AIM: Give a verbatim quotation of every record.

RECORD EXCERPTS:

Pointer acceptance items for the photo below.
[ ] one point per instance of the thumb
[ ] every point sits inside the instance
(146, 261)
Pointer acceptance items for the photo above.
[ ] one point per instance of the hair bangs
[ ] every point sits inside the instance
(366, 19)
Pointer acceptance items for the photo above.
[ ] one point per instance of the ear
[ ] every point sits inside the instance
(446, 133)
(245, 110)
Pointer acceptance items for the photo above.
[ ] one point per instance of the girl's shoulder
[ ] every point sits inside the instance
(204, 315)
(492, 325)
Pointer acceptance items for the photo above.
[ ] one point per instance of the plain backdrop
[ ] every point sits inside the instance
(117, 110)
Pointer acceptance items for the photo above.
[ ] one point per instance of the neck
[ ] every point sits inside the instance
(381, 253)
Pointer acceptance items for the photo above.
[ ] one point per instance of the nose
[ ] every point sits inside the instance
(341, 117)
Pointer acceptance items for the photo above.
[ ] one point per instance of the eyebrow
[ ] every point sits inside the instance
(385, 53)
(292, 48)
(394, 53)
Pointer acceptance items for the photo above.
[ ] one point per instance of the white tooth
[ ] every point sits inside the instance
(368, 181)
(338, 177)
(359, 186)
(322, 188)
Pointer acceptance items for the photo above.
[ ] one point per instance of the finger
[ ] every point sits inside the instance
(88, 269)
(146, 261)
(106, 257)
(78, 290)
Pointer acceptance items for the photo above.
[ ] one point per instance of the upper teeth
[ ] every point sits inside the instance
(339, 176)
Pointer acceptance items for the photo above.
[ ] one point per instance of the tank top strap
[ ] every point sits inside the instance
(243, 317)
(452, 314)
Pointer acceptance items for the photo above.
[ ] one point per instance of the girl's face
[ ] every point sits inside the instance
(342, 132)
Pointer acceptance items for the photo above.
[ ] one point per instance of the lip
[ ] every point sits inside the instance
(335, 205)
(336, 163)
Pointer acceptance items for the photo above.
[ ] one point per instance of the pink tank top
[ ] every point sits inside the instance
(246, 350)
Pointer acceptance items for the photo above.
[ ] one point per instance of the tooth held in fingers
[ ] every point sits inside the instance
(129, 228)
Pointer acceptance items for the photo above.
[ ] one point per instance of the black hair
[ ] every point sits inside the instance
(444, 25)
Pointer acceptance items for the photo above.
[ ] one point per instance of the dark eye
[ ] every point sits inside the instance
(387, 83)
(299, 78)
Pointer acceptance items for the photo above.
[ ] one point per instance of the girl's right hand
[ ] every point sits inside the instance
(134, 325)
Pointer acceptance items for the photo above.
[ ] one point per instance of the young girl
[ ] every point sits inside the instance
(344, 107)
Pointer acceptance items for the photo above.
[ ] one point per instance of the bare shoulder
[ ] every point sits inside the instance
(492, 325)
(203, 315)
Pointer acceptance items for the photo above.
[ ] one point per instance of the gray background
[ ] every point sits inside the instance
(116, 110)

SOLUTION TO THIS EXERCISE:
Pointer acceptance items for the photo below.
[ ] one point per instance of the thumb
[ ] every point sits inside the instance
(146, 261)
Pointer acceptance items for the photo above.
[ ] one point per instance of the hair bangs
[ ] every point sits inside the instance
(366, 19)
Pointer acceptance items for the photo above.
[ ] one point per instance of the ear
[ ] every point sits inside the instance
(446, 133)
(245, 110)
Pointer acceptance items for the photo above.
[ ] one point per instance of the girl's shoulder
[ ] every point sits inside the instance
(204, 315)
(492, 325)
Pointer acceptance items for the photo above.
[ ] one point per instance of the plain backdrop
[ ] every point sits inside the instance
(117, 110)
Pointer acceptance items for the photo above.
[ ] one point per instance of the neck
[ ] every point sits inside the instance
(381, 253)
Pointer acceptance items for the photo above.
[ ] one point per instance of the nose
[ ] every point sits inside the instance
(341, 117)
Pointer acceptance items for the photo above.
[ ] one point per instance of the eyebrow
[ ] every point sits inside the instance
(385, 53)
(292, 48)
(394, 53)
Pointer acceptance items for the photo above.
[ ] one point per instance of the white tooth
[ ] every point sits inside the instance
(368, 181)
(338, 177)
(359, 186)
(322, 188)
Pointer acceptance items for the photo above.
[ ] one point per instance of the finger
[ ] every point sits inside the instance
(88, 269)
(146, 261)
(106, 257)
(78, 290)
Pointer acceptance items for the photo above.
[ ] one point per instance of the upper teeth
[ ] every point sits inside the instance
(339, 176)
Pointer acceptance items for the photo above.
[ ] one point per instance of the tank top strap
[ ] every point sits inside the instance
(243, 317)
(452, 314)
Pointer acceptance items for the photo above.
[ ] one point per instance of the girl's face
[ ] every point sits inside the instance
(342, 132)
Pointer acceptance items for the photo above.
[ ] one point per instance of the lip
[ ] every point sits inside the instance
(335, 205)
(336, 163)
Pointer acceptance items for the photo above.
[ ] one point per instance of the pink tank top
[ ] every point sits inside the instance
(246, 350)
Pointer acceptance items for the photo above.
[ ] one point per instance of the tooth held in fingers
[ ] every point sits inside the instance
(129, 228)
Pointer acceptance items for the photo above.
[ ] one point per instance of the black hair
[ ] every point sits inside the instance
(444, 25)
Pointer acceptance items for the photo above.
[ ] one point per instance of the dark eye
[ ] every point sits inside the instance
(387, 83)
(299, 78)
Pointer acceptance items for the photo above.
[ ] one point per instance of the girl's right hand
[ ] every point sits inside the instance
(134, 325)
Pointer acceptance items for the photo above.
[ ] one point per instance of the young girl
[ ] every point sits inside the instance
(344, 107)
Pointer acceptance items for the photo above.
[ ] one point per instance of the bare shoulder
[ ] every point sits inside the instance
(492, 325)
(203, 315)
Pointer acceptance items for the photo above.
[ ] one point per instance of the gray background
[ ] every point sits inside the instance
(116, 110)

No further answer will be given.